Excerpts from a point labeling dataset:
....

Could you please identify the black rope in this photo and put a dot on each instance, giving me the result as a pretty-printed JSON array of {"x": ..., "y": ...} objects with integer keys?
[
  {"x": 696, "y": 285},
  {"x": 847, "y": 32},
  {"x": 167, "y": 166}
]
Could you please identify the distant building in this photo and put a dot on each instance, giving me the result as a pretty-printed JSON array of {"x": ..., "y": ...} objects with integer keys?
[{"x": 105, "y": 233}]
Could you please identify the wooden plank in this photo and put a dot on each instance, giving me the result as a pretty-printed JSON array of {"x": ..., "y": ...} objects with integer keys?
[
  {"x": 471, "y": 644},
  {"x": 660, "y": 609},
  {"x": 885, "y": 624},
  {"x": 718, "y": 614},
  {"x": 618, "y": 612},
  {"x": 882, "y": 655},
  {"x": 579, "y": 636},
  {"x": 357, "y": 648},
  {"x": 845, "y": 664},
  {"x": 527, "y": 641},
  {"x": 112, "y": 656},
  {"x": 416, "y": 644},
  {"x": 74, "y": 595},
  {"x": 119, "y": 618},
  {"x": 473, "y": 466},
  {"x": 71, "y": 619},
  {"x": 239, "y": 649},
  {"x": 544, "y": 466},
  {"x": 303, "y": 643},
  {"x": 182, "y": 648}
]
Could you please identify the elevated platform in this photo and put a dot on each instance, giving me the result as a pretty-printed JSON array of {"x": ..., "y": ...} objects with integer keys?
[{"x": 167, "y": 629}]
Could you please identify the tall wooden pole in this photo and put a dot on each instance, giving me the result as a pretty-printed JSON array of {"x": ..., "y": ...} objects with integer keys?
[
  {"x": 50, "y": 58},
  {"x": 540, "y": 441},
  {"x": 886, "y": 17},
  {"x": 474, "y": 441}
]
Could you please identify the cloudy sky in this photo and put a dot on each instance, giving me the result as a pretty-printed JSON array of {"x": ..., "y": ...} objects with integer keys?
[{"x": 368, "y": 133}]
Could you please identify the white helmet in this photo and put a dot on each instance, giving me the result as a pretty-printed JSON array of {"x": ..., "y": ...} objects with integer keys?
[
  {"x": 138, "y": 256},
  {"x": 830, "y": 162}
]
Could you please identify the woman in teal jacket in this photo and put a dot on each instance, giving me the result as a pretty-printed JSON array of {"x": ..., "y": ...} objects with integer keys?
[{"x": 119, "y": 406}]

....

### STATED TASK
Rewrite the lines from the one with "Could you please identify the woman" through the last line, keeping the request and multiplying each x and y coordinate in the answers by 1.05, rounded to whole numbers with halves rounding up.

### TASK RESPONSE
Could you please identify the woman in teal jacket in this photo and put a dot on each instance, giving me the result as a pretty-printed JSON array of {"x": ..., "y": ...} objects with integer keys?
[{"x": 125, "y": 426}]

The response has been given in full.